■ Challenge ■
Please copy the material below without any change, starting at the line that contains "Localize any glossy" and ending after the line that contains "[179,109,1222,722]".

— start of Data excerpts —

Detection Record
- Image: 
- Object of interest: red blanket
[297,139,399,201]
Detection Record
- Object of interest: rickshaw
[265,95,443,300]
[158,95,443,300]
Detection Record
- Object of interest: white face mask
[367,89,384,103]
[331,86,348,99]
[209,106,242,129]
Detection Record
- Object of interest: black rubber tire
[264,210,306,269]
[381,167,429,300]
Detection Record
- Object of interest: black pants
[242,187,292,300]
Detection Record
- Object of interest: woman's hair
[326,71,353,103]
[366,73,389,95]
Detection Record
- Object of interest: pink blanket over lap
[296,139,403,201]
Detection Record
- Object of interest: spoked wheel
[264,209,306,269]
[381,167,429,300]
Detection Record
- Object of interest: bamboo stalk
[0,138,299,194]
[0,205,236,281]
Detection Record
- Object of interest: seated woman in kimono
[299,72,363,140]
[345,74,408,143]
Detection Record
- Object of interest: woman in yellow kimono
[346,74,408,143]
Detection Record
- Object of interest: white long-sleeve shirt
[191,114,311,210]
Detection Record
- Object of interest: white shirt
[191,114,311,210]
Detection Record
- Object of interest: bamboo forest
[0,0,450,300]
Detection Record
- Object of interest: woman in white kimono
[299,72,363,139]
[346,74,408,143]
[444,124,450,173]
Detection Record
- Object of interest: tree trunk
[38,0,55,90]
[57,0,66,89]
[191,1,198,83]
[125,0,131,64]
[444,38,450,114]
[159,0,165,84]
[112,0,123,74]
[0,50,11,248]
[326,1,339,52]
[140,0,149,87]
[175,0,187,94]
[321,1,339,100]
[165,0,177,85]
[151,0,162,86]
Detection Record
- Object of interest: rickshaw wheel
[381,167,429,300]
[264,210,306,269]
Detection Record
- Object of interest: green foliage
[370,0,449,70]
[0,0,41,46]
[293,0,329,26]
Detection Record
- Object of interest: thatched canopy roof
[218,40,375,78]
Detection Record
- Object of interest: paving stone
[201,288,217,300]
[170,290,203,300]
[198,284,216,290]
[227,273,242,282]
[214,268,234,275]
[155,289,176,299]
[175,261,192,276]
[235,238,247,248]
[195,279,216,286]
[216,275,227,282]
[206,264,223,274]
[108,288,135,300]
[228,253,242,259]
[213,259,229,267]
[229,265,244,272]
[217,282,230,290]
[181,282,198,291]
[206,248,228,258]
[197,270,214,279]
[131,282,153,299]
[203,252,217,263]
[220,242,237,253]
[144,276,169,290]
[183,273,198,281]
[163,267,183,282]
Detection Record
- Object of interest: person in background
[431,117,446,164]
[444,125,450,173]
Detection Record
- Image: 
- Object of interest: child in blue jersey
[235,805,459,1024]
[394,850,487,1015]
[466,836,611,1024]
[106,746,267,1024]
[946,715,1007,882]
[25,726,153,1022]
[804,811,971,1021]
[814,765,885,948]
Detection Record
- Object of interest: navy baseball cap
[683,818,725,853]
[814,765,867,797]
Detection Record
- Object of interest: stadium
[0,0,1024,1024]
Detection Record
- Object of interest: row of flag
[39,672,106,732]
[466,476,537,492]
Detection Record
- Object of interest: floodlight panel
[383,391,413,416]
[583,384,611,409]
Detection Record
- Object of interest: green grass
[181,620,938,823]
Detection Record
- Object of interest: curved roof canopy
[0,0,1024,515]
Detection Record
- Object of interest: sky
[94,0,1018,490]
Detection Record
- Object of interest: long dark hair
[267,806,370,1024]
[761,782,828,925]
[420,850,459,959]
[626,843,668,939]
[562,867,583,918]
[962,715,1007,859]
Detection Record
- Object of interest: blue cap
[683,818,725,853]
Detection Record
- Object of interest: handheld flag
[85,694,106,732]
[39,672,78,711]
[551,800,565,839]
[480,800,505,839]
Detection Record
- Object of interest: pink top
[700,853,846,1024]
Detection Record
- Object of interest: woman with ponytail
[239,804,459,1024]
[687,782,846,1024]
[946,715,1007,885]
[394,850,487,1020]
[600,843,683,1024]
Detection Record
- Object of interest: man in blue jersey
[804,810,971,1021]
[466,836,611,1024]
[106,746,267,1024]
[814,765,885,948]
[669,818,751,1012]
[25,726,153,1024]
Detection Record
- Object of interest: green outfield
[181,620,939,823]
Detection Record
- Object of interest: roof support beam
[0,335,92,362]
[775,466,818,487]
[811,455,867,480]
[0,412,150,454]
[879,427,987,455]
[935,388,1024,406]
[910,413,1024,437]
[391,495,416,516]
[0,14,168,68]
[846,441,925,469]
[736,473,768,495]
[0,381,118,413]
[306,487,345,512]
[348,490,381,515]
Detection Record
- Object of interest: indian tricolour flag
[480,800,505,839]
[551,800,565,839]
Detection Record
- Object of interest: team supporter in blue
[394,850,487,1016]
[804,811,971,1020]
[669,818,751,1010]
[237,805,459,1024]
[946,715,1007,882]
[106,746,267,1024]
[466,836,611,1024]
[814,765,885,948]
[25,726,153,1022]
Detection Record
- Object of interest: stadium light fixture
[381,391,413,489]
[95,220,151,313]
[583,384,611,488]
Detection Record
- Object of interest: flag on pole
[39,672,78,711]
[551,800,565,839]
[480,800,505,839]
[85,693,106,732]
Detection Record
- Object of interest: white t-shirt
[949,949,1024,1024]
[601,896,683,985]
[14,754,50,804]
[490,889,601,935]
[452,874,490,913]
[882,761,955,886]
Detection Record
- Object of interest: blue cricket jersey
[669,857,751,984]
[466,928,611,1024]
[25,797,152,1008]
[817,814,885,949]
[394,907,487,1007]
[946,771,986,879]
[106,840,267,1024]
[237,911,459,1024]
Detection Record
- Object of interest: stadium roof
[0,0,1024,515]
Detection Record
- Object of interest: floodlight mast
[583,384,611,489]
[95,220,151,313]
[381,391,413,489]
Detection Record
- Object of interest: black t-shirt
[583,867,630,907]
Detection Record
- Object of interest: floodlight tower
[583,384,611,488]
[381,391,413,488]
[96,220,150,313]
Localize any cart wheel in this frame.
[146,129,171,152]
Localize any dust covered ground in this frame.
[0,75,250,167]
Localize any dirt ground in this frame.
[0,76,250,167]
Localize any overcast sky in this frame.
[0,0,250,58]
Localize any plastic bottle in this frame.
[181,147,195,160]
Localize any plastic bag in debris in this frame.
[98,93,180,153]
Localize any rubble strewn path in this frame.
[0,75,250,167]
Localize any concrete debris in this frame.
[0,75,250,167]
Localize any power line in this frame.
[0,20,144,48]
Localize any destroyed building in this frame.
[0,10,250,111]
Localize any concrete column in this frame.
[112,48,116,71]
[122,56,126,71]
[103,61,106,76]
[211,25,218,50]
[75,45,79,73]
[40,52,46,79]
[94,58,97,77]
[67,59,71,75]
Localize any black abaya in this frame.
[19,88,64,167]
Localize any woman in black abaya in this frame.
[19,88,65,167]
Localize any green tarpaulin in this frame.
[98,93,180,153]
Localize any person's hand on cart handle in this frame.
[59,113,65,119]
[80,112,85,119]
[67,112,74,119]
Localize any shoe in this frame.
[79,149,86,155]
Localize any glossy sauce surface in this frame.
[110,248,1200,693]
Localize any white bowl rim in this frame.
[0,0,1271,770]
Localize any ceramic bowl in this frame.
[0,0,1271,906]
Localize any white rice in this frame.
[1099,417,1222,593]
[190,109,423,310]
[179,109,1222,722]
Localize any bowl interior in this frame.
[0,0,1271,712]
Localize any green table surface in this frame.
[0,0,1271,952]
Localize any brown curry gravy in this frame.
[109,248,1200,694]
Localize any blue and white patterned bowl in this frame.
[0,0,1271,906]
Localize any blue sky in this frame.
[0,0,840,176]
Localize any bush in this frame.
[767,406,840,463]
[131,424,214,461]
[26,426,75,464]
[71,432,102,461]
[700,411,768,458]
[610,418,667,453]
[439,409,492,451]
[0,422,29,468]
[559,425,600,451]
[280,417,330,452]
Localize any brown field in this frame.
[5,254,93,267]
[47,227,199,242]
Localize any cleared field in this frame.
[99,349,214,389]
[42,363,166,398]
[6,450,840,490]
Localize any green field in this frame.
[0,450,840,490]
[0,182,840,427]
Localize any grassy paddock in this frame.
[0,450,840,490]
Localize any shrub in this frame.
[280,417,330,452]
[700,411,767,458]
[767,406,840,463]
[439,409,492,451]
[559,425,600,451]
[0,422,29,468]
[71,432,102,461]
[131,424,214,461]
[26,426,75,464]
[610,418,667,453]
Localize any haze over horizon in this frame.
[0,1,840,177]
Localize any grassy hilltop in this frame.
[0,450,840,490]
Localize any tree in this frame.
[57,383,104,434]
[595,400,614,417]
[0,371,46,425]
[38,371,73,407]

— end of Data excerpts —

■ Result for this task ■
Localize any glossy sauce surface in this frame.
[110,248,1200,693]
Localize any white bowl rim in this frame.
[0,0,1271,770]
Localize any ceramic bowl in this frame.
[0,0,1271,906]
Localize any white rice in this frame.
[1099,417,1222,593]
[190,109,423,310]
[179,109,1222,722]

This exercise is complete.